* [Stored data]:
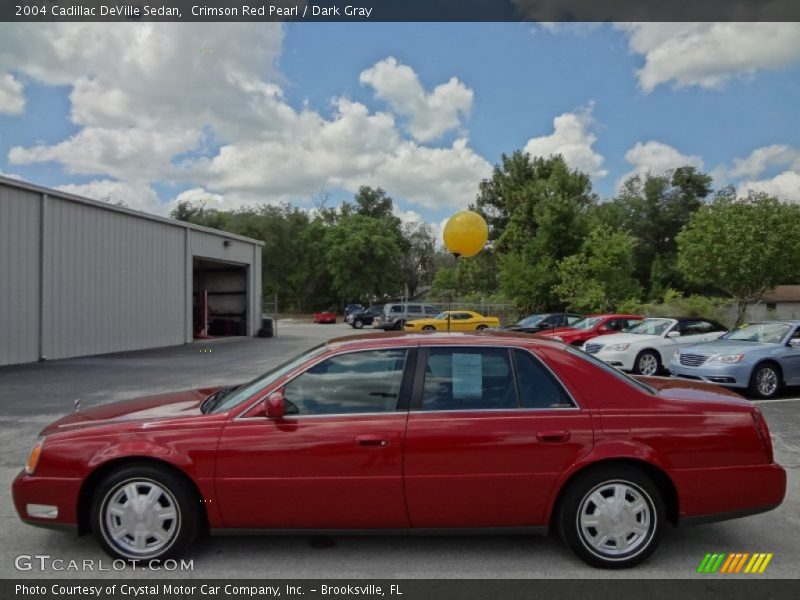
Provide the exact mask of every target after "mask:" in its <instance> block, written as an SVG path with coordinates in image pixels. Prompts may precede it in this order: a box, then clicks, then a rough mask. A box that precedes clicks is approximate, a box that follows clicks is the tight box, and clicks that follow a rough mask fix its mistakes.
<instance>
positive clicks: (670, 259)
mask: <svg viewBox="0 0 800 600" xmlns="http://www.w3.org/2000/svg"><path fill="white" fill-rule="evenodd" d="M710 192H711V177H710V176H709V175H707V174H705V173H701V172H699V171H697V169H695V168H694V167H690V166H685V167H679V168H677V169H675V170H674V171H668V172H666V173H663V174H652V173H648V174H647V175H645V176H644V177H642V176H641V175H635V176H633V177H630V178H629V179H628V180H626V181H625V182H624V183H623V185H622V187H621V189H620V192H619V194H618V195H617V197H616V198H614V199H613V200H612V201H610V202H605V203H602V204H599V205H597V208H596V209H595V211H594V212H595V216H596V217H597V218H598V219H599V220H600V221H601V222H602V223H605V224H607V225H610V226H612V227H615V228H618V229H623V230H625V231H628V232H629V233H631V234H632V235H633V236H634V237H635V238H636V239H637V240H638V242H639V243H638V244H637V245H636V249H635V256H636V264H635V268H634V272H635V274H636V278H637V279H638V281H639V283H640V284H641V285H642V286H643V287H644V288H646V289H648V295H649V297H650V298H651V299H657V298H659V297H660V296H661V295H663V293H664V291H665V290H666V289H668V288H675V289H681V288H684V287H686V282H685V281H683V280H682V278H681V276H680V273H679V272H678V270H677V268H676V262H677V243H676V241H675V238H676V236H677V235H678V232H679V231H680V230H681V229H682V228H683V227H684V226H685V225H686V224H687V223H688V222H689V219H691V217H692V215H693V214H694V213H695V212H696V211H697V210H698V209H699V208H700V206H701V205H702V202H703V199H704V198H705V197H706V196H708V194H709V193H710Z"/></svg>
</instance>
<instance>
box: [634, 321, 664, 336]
mask: <svg viewBox="0 0 800 600" xmlns="http://www.w3.org/2000/svg"><path fill="white" fill-rule="evenodd" d="M674 323H675V321H673V320H672V319H645V320H644V321H642V322H641V323H639V324H638V325H637V326H636V327H633V328H631V329H629V330H628V331H626V332H625V333H639V334H642V335H664V334H665V333H666V332H667V330H668V329H669V328H670V327H672V325H673V324H674Z"/></svg>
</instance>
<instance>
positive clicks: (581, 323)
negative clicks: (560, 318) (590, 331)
mask: <svg viewBox="0 0 800 600" xmlns="http://www.w3.org/2000/svg"><path fill="white" fill-rule="evenodd" d="M601 319H602V317H586V318H585V319H581V320H580V321H575V322H574V323H573V324H572V325H570V327H572V328H573V329H592V328H593V327H594V326H595V325H597V324H598V323H599V322H600V320H601Z"/></svg>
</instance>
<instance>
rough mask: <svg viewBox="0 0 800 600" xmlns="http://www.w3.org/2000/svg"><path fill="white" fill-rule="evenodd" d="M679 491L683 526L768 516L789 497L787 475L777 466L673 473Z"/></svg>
mask: <svg viewBox="0 0 800 600" xmlns="http://www.w3.org/2000/svg"><path fill="white" fill-rule="evenodd" d="M670 475H671V476H672V480H673V482H674V483H675V487H676V488H677V490H678V501H679V504H680V517H679V520H680V522H681V523H686V524H690V523H692V522H708V521H720V520H725V519H735V518H738V517H741V516H745V515H748V514H756V513H760V512H766V511H768V510H772V509H773V508H775V507H777V506H778V505H780V503H781V502H783V498H784V496H785V495H786V471H784V470H783V468H782V467H781V466H780V465H777V464H775V463H772V464H769V465H750V466H744V467H724V468H717V469H708V468H704V469H686V470H678V471H672V472H671V473H670Z"/></svg>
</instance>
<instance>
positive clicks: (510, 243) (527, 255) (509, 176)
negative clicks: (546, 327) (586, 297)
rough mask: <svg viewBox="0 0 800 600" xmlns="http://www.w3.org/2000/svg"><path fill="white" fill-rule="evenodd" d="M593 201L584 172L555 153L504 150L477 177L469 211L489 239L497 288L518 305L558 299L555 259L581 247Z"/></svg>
mask: <svg viewBox="0 0 800 600" xmlns="http://www.w3.org/2000/svg"><path fill="white" fill-rule="evenodd" d="M594 202H595V196H594V194H592V192H591V182H590V179H589V176H588V175H586V174H585V173H581V172H580V171H576V170H571V169H570V168H569V167H568V166H567V165H566V163H565V162H564V160H563V158H561V157H560V156H552V157H549V158H540V157H536V158H531V157H530V156H528V155H527V154H523V153H522V152H519V151H517V152H514V154H512V155H511V156H506V155H503V156H502V158H501V164H500V165H497V166H495V168H494V171H493V173H492V177H491V178H490V179H487V180H484V181H483V182H481V185H480V192H479V194H478V198H477V201H476V203H475V206H474V210H477V211H478V212H479V213H481V214H482V215H483V216H484V218H486V221H487V223H488V225H489V239H491V240H494V249H495V251H496V252H497V265H498V274H497V281H498V284H499V286H498V287H499V290H500V291H501V292H502V293H503V294H504V295H505V296H507V297H508V298H511V299H512V301H513V302H514V303H515V304H516V305H517V306H518V307H519V308H520V310H522V311H529V310H537V309H543V308H546V307H549V306H554V305H557V304H559V300H558V298H556V297H554V295H553V291H552V289H553V286H554V285H555V284H556V283H557V276H556V269H555V267H556V264H557V263H558V261H560V260H561V259H563V258H565V257H566V256H569V255H571V254H574V253H576V252H577V251H578V250H579V248H580V247H581V244H582V241H583V238H584V237H585V235H586V234H587V232H588V230H589V225H590V220H589V209H590V207H591V206H592V205H593V203H594Z"/></svg>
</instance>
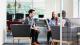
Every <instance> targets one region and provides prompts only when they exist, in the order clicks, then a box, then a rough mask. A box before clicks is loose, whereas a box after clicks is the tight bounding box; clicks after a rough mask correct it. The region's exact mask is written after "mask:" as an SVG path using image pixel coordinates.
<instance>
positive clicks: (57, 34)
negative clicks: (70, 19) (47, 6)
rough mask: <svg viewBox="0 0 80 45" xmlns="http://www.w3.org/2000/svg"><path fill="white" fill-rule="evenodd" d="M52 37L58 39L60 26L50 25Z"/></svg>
mask: <svg viewBox="0 0 80 45" xmlns="http://www.w3.org/2000/svg"><path fill="white" fill-rule="evenodd" d="M51 33H52V39H56V40H60V26H51Z"/></svg>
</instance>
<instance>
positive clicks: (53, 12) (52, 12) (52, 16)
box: [51, 12, 54, 20]
mask: <svg viewBox="0 0 80 45" xmlns="http://www.w3.org/2000/svg"><path fill="white" fill-rule="evenodd" d="M53 15H54V12H52V18H51V20H53V19H54V17H53Z"/></svg>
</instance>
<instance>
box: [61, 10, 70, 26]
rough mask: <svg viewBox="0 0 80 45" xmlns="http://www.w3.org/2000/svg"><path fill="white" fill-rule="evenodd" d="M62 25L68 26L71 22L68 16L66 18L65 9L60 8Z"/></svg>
mask: <svg viewBox="0 0 80 45" xmlns="http://www.w3.org/2000/svg"><path fill="white" fill-rule="evenodd" d="M62 26H63V27H70V26H71V23H70V21H69V19H68V18H66V11H65V10H62Z"/></svg>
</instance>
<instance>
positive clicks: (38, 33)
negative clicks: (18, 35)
mask: <svg viewBox="0 0 80 45" xmlns="http://www.w3.org/2000/svg"><path fill="white" fill-rule="evenodd" d="M28 13H29V16H28V17H26V19H25V21H24V24H28V25H31V36H32V45H34V44H39V42H38V35H39V31H38V30H37V29H35V27H36V26H35V21H34V19H33V16H34V15H35V10H33V9H30V10H29V11H28Z"/></svg>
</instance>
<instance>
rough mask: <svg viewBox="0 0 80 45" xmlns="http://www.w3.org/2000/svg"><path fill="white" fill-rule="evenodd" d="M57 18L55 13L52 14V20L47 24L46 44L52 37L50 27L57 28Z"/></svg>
mask: <svg viewBox="0 0 80 45" xmlns="http://www.w3.org/2000/svg"><path fill="white" fill-rule="evenodd" d="M57 21H58V18H57V17H56V15H55V13H54V12H52V18H51V19H50V20H49V22H48V21H47V22H48V31H47V42H48V43H49V40H50V37H51V36H52V34H51V26H57V24H58V22H57Z"/></svg>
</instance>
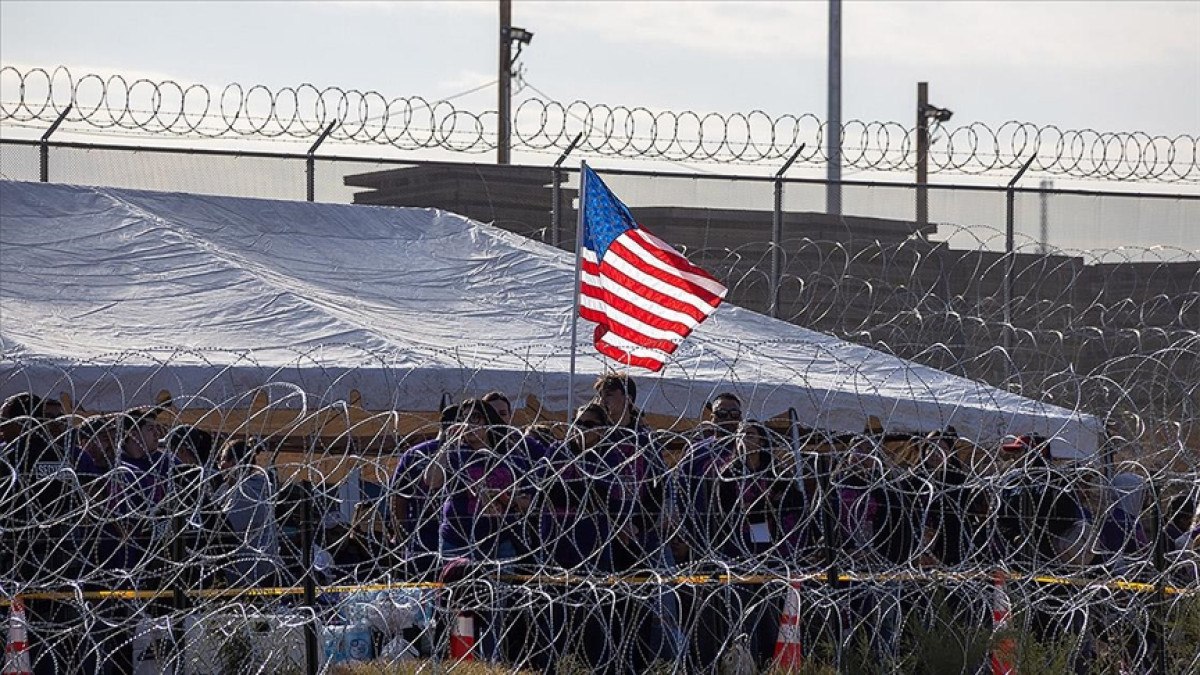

* [About this task]:
Put the material into a numbered list, starting at its beginning and ending at the line containing "positive clicks: (670, 259)", leaving out the pictures and any blank lines.

* [Answer for the task]:
1. Provide the exact mask of every target after "mask:" in its <instance> block, written as an SVG path with coordinates in image pixels. Prompts may precede it in this order: a box, then clicks, then a rough mask. A box that precedes clicks is approximate, a box that follows clicks is the tight box, and clicks that follow a rough mask fix its mistakes.
2. <instance>
3. positive clicks: (670, 259)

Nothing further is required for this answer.